***** Data for the task *****

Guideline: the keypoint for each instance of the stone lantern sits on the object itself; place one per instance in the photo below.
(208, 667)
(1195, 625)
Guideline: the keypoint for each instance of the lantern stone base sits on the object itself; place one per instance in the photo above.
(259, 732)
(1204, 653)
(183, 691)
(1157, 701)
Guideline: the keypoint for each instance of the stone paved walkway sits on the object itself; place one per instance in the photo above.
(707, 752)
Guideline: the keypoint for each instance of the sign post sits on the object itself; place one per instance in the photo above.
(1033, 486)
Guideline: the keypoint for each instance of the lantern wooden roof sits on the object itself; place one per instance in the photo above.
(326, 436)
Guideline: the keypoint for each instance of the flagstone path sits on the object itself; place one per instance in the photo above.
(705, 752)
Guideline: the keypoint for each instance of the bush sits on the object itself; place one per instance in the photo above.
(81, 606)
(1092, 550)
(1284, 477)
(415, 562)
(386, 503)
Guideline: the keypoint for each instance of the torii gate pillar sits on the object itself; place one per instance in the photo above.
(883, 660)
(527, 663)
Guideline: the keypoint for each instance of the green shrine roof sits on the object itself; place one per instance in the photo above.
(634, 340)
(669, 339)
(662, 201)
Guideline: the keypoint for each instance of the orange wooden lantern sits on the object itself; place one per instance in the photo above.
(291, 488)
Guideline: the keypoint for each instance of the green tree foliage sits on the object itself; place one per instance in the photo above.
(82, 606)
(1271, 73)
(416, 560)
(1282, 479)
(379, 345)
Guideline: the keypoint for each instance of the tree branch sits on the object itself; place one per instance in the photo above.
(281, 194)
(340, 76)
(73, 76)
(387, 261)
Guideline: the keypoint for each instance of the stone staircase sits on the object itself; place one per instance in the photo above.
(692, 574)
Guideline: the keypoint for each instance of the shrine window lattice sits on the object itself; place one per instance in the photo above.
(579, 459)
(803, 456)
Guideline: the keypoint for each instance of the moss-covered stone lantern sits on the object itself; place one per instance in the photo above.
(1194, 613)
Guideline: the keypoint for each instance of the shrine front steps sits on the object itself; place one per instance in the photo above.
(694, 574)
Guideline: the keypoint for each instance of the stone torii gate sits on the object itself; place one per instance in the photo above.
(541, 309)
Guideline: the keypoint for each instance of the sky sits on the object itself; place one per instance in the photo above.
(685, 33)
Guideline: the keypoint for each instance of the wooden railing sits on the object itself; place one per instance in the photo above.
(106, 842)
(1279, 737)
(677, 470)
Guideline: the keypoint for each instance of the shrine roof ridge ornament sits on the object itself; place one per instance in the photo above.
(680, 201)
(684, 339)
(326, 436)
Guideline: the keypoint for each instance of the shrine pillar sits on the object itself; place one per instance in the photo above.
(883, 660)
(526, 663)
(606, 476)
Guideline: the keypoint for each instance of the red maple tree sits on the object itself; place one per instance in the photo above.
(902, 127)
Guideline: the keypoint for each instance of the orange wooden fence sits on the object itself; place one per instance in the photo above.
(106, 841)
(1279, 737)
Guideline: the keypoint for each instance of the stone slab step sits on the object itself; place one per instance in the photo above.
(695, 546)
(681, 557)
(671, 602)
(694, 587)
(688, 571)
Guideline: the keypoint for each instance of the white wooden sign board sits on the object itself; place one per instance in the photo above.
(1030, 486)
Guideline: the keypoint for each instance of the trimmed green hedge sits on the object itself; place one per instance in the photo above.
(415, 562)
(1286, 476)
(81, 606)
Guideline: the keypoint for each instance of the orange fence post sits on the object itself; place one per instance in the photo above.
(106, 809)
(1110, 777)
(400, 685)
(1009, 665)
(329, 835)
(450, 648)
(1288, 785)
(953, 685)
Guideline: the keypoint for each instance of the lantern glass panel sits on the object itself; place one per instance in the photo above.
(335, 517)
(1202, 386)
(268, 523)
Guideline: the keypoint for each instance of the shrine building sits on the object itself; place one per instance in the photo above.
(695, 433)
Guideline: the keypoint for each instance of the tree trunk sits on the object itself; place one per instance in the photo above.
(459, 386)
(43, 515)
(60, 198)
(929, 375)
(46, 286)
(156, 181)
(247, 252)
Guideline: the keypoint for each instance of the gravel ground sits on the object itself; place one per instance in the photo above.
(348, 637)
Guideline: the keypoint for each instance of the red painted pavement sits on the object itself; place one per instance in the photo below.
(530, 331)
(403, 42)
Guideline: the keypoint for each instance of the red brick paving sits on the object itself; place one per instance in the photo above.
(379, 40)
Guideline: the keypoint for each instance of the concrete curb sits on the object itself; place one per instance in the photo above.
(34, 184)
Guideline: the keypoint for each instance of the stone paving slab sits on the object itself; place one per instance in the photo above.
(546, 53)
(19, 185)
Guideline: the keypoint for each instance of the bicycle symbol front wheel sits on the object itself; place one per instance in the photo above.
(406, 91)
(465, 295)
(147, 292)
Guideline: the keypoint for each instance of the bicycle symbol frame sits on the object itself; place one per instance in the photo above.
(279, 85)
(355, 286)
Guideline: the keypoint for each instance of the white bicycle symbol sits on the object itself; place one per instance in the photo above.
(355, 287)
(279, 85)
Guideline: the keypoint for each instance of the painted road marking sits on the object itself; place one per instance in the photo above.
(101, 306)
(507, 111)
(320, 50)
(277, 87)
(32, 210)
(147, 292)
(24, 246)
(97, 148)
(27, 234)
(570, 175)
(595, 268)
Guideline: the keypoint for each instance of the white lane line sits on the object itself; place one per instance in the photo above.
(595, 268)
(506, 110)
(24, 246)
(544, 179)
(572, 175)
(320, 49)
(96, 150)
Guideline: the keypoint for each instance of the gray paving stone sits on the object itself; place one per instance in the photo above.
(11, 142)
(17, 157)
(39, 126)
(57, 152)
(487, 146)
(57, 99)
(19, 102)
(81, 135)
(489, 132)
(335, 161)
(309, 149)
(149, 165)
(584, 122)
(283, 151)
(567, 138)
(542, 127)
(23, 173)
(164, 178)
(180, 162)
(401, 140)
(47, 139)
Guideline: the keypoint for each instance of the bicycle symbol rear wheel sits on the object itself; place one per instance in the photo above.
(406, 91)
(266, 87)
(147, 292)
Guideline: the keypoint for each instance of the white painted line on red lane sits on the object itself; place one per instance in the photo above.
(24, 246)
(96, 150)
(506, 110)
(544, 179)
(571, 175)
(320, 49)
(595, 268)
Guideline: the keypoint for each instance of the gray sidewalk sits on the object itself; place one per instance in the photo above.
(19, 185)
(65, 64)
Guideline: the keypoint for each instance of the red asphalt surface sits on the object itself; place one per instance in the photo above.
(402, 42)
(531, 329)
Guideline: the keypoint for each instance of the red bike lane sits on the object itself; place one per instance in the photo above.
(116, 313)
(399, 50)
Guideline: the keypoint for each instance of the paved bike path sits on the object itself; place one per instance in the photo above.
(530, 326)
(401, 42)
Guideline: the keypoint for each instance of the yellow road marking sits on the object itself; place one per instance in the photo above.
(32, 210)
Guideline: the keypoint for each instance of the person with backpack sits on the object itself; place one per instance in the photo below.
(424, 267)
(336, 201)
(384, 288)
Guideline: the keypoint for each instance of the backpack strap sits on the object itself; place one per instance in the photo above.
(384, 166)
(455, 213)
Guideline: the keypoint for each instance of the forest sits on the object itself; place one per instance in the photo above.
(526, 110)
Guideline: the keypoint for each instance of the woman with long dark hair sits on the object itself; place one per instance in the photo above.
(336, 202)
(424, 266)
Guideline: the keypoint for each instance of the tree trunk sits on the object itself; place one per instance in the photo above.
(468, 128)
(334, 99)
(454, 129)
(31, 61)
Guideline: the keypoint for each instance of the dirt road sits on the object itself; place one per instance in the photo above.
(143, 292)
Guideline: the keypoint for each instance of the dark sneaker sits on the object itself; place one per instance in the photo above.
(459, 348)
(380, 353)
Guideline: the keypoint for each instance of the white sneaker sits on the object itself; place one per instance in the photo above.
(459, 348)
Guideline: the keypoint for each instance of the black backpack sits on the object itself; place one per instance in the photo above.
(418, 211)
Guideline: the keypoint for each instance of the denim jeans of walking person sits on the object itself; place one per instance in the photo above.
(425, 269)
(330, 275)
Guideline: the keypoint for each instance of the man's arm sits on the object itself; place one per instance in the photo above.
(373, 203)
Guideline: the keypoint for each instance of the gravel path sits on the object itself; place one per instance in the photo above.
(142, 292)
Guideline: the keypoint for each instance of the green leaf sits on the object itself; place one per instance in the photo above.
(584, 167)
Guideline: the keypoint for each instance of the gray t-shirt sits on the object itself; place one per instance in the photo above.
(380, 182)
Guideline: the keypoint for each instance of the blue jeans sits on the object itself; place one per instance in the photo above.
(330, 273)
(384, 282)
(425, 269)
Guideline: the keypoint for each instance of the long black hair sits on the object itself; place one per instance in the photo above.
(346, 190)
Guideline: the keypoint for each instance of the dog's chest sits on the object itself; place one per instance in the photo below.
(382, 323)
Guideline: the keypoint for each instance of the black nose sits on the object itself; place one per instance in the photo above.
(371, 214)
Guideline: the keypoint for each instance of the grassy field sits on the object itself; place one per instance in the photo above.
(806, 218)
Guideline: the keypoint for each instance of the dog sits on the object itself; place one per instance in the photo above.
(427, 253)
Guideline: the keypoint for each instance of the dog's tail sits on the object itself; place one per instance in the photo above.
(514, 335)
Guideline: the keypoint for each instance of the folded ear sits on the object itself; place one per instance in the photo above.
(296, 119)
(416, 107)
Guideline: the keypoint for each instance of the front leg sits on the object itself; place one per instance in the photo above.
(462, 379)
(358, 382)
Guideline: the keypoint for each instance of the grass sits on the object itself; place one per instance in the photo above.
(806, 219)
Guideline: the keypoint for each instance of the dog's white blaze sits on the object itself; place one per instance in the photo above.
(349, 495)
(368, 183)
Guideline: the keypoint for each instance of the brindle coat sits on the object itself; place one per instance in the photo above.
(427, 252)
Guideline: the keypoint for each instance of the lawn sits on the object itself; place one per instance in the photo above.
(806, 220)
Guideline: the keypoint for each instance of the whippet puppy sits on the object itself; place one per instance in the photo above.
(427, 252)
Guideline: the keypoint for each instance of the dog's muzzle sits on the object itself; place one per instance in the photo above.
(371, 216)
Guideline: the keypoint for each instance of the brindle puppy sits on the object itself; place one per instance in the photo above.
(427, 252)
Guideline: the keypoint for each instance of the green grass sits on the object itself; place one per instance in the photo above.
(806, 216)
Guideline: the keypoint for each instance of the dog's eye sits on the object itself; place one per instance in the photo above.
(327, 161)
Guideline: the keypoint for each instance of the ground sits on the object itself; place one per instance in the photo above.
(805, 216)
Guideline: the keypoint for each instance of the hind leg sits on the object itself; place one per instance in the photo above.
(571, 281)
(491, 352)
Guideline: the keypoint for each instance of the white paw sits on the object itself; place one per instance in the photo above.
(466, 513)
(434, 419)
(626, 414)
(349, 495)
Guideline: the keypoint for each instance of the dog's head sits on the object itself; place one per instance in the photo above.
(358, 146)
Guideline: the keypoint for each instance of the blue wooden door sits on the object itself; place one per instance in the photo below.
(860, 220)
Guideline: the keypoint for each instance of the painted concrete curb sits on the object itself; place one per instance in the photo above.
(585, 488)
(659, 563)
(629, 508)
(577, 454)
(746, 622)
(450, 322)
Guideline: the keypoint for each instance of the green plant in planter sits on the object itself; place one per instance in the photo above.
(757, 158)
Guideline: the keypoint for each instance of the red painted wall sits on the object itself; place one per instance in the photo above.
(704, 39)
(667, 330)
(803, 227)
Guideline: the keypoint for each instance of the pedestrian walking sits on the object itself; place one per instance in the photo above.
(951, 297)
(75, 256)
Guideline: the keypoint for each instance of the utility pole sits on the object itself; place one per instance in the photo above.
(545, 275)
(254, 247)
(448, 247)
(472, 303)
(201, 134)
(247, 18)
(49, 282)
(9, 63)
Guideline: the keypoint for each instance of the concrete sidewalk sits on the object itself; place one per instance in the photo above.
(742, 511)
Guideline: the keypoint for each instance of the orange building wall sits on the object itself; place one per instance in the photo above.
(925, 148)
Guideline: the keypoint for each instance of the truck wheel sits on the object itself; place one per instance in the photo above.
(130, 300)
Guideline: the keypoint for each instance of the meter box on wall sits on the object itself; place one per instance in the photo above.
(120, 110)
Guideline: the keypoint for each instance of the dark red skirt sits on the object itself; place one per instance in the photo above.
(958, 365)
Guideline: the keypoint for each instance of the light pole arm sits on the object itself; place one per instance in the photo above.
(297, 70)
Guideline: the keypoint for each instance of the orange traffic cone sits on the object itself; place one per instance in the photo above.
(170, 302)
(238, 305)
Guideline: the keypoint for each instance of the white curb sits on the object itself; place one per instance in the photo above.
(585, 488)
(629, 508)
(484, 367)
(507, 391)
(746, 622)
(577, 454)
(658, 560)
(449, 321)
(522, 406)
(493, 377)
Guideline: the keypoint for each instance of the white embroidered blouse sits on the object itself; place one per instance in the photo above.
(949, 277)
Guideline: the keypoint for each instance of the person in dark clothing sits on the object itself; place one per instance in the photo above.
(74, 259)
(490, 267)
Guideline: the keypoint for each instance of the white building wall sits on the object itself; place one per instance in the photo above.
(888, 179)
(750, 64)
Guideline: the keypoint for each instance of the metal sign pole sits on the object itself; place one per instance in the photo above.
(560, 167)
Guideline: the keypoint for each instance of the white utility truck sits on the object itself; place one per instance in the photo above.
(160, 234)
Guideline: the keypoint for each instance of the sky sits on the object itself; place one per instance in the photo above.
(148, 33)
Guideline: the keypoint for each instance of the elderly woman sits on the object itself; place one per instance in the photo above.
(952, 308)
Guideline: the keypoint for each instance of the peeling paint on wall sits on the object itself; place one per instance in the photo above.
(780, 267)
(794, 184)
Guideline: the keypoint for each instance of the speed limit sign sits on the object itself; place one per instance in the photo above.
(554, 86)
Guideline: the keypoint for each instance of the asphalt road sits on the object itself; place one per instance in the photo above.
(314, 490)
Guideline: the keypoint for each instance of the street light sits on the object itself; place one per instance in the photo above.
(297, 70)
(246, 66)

*****

- What the exercise asks -
Repeat everything in the records from the start down to the line with "(1195, 625)", both ends included.

- Task response -
Guideline: the keypoint for each instance of the stone lantern sits on the object itself; place one per instance in the photo below.
(208, 667)
(1195, 625)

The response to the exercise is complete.